* Begin Record excerpts *

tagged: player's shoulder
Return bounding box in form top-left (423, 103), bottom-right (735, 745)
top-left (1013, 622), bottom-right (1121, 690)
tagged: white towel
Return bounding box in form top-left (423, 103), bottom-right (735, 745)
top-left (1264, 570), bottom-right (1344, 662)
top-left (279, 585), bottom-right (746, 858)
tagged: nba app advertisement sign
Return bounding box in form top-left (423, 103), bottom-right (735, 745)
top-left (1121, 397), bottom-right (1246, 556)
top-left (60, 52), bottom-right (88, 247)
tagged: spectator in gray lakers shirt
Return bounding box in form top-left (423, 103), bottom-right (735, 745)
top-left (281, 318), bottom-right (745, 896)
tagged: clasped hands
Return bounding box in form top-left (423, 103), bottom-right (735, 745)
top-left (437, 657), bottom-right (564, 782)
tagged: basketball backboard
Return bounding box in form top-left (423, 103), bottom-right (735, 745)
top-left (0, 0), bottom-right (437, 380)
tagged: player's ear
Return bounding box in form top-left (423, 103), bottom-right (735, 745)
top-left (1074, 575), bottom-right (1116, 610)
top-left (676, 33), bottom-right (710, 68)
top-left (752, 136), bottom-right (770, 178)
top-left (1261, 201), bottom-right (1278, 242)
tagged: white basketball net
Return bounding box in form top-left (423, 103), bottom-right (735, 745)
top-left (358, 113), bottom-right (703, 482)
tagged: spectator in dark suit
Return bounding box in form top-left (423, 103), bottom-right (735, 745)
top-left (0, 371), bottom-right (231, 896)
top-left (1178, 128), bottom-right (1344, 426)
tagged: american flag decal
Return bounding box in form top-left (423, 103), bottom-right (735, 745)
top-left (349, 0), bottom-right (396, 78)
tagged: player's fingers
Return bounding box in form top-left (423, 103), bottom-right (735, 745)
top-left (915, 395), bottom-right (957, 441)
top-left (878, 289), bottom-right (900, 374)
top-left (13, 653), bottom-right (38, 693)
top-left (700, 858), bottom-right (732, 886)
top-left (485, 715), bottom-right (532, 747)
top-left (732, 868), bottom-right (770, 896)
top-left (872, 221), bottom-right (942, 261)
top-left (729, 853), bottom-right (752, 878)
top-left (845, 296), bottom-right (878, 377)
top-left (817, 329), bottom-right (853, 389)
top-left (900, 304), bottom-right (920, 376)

* End Record excerpts *

* _What is being asked_
Restate each record exactly as written.

* _The reply_
tagged: player's shoulder
Return bounding box in form top-left (423, 103), bottom-right (735, 745)
top-left (1013, 622), bottom-right (1121, 690)
tagged: white towel
Return bounding box in form top-left (423, 103), bottom-right (735, 745)
top-left (1264, 570), bottom-right (1344, 662)
top-left (279, 585), bottom-right (746, 858)
tagged: nba app advertisement sign
Return bounding box in form top-left (423, 103), bottom-right (735, 745)
top-left (1121, 397), bottom-right (1246, 556)
top-left (60, 52), bottom-right (88, 247)
tagged: spectator in gray lakers shirt
Return bounding box in form top-left (423, 103), bottom-right (735, 745)
top-left (281, 318), bottom-right (745, 896)
tagged: clasped hands
Return bounding box in form top-left (423, 103), bottom-right (735, 745)
top-left (437, 657), bottom-right (564, 782)
tagged: basketball backboard
Return bounding box in form top-left (423, 103), bottom-right (735, 745)
top-left (0, 0), bottom-right (437, 380)
tagged: player's ear
Return bounding box in form top-left (423, 103), bottom-right (735, 745)
top-left (1074, 575), bottom-right (1116, 610)
top-left (676, 33), bottom-right (710, 68)
top-left (752, 136), bottom-right (770, 178)
top-left (1261, 201), bottom-right (1278, 242)
tagged: white basketball net
Return bounding box in form top-left (423, 103), bottom-right (735, 745)
top-left (358, 113), bottom-right (703, 482)
tagged: spectator in dark suit
Return bounding box in form top-left (423, 103), bottom-right (735, 745)
top-left (0, 371), bottom-right (231, 896)
top-left (1178, 128), bottom-right (1344, 426)
tagged: american flag decal
Return bounding box in form top-left (423, 103), bottom-right (735, 745)
top-left (349, 0), bottom-right (396, 78)
tagged: player's fingers
Return bounding box in form top-left (423, 103), bottom-right (735, 745)
top-left (915, 395), bottom-right (957, 441)
top-left (878, 289), bottom-right (900, 374)
top-left (13, 653), bottom-right (38, 693)
top-left (700, 858), bottom-right (732, 886)
top-left (485, 715), bottom-right (532, 747)
top-left (732, 868), bottom-right (770, 896)
top-left (872, 221), bottom-right (942, 261)
top-left (729, 853), bottom-right (752, 878)
top-left (845, 296), bottom-right (878, 377)
top-left (817, 329), bottom-right (853, 389)
top-left (900, 304), bottom-right (920, 376)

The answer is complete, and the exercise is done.